* **Records from a collection**:
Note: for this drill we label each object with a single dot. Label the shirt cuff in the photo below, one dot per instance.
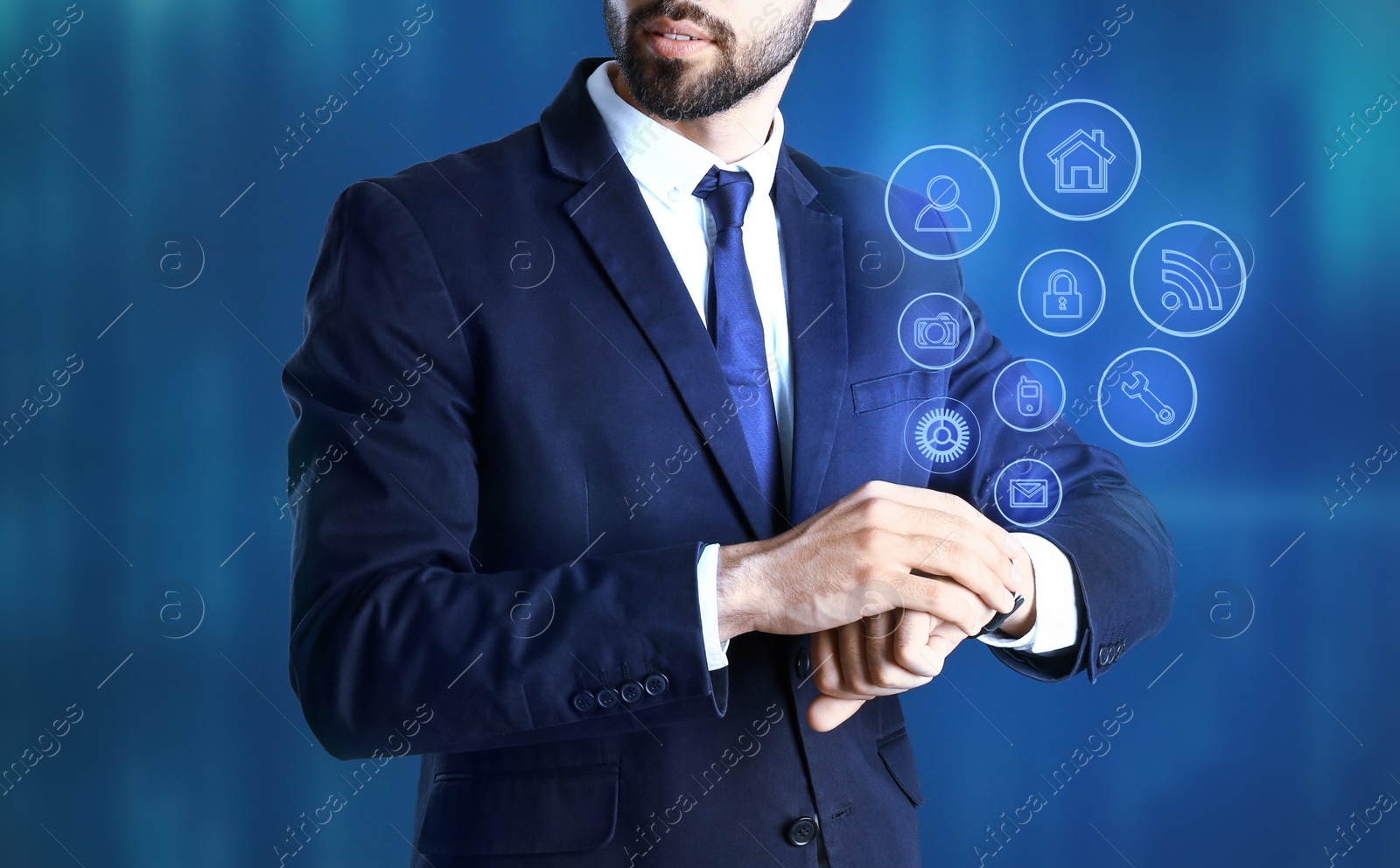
(707, 583)
(1057, 615)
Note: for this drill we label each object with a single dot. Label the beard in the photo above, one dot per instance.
(672, 88)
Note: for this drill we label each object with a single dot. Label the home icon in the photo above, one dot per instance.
(1082, 163)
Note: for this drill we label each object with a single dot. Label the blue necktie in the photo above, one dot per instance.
(738, 331)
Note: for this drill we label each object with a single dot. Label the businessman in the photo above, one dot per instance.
(601, 492)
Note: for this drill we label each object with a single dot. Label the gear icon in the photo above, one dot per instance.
(942, 436)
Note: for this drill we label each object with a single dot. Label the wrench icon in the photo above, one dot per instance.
(1136, 387)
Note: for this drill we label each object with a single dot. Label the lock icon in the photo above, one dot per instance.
(1063, 298)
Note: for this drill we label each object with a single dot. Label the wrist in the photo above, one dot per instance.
(1024, 618)
(737, 578)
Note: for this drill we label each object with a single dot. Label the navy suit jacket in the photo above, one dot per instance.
(513, 438)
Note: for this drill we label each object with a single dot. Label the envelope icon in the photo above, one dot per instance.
(1029, 494)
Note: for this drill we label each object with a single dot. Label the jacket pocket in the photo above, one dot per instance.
(520, 812)
(898, 755)
(882, 392)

* **TO BE DONE**: Recast everything from the line containing "Label the wrist" down to the line containing "(1029, 494)", both lines included, as a JSON list of strings with one string per line. Leave out any blank lines.

* **RESPONSE FOR THIS EXERCISE**:
[
  "Note: for this drill we label each object with a single dot. Label the wrist in the photo above, one dot per instance.",
  "(1024, 618)",
  "(737, 578)",
  "Note: for this drill we label each object with a single dot. Label the navy suit jacket in the photo above, one dot per instance.",
  "(513, 438)",
  "Note: for this drill we label each object with a single dot. Label the envelope icon in the photo above, one dot per instance.",
  "(1029, 494)"
]